• WHAT YOU WILL DO
In the records, find each line where "instance" occurs, and copy it.

• RECORDS PROVIDED

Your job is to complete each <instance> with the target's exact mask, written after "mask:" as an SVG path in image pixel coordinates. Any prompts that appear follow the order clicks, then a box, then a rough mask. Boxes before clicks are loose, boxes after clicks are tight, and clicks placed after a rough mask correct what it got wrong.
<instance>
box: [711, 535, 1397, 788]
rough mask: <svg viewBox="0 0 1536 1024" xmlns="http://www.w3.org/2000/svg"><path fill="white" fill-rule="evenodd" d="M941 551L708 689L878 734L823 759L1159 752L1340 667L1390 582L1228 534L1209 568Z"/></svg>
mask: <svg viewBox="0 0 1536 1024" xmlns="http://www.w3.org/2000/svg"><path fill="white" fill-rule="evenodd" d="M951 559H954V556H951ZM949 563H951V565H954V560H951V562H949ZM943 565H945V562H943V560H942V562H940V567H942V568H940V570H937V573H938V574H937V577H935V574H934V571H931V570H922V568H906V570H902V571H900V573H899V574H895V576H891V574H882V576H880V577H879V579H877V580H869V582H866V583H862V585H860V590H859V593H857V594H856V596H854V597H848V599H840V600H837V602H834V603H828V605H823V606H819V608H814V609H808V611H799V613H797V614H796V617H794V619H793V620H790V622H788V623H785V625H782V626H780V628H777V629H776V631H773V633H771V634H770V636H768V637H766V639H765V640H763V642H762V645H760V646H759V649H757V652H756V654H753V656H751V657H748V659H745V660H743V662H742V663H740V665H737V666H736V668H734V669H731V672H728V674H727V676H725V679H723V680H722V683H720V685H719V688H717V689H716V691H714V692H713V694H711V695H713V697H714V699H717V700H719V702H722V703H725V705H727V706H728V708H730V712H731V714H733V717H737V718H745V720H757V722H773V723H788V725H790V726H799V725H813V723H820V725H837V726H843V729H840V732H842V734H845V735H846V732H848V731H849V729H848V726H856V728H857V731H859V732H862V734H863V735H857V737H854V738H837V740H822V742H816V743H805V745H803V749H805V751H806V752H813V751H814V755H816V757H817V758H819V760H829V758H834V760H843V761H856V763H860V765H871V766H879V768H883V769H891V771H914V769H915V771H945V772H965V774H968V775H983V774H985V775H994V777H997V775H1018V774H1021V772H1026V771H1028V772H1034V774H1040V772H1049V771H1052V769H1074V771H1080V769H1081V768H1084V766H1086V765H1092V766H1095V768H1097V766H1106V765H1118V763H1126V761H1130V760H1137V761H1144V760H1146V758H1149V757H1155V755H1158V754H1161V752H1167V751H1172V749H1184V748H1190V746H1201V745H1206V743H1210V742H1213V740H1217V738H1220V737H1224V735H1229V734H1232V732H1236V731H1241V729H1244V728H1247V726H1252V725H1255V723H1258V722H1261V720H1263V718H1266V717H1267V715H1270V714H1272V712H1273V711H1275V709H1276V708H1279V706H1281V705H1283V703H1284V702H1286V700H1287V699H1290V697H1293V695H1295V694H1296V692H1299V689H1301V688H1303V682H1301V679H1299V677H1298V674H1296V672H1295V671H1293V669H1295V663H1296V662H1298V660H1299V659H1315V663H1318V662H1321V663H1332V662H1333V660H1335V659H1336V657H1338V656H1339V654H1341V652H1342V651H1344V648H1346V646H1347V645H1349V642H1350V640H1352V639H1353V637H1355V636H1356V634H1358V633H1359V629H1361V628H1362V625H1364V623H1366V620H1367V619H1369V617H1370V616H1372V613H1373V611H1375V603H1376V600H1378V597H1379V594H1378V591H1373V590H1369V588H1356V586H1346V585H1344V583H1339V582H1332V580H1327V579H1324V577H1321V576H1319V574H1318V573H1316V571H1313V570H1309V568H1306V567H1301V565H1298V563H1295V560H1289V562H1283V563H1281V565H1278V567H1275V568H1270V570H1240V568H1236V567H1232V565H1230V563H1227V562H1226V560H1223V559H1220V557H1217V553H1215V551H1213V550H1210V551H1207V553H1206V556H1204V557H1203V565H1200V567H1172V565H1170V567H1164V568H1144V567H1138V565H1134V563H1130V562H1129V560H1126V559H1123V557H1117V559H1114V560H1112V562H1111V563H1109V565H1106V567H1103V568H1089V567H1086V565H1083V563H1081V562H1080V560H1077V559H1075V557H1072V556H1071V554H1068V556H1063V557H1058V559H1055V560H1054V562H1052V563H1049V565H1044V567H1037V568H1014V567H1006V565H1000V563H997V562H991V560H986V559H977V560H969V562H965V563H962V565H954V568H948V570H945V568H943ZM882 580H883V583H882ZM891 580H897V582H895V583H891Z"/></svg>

• PROBLEM SOLUTION
Your job is to complete each <instance> with the target's exact mask, written after "mask:" as an SVG path in image pixel coordinates. Any prompts that appear follow the order clicks, then a box, then a rough mask. Boxes before clicks are loose, boxes after clicks are tight, and clicks placed after a rough mask correct what it got wrong.
<instance>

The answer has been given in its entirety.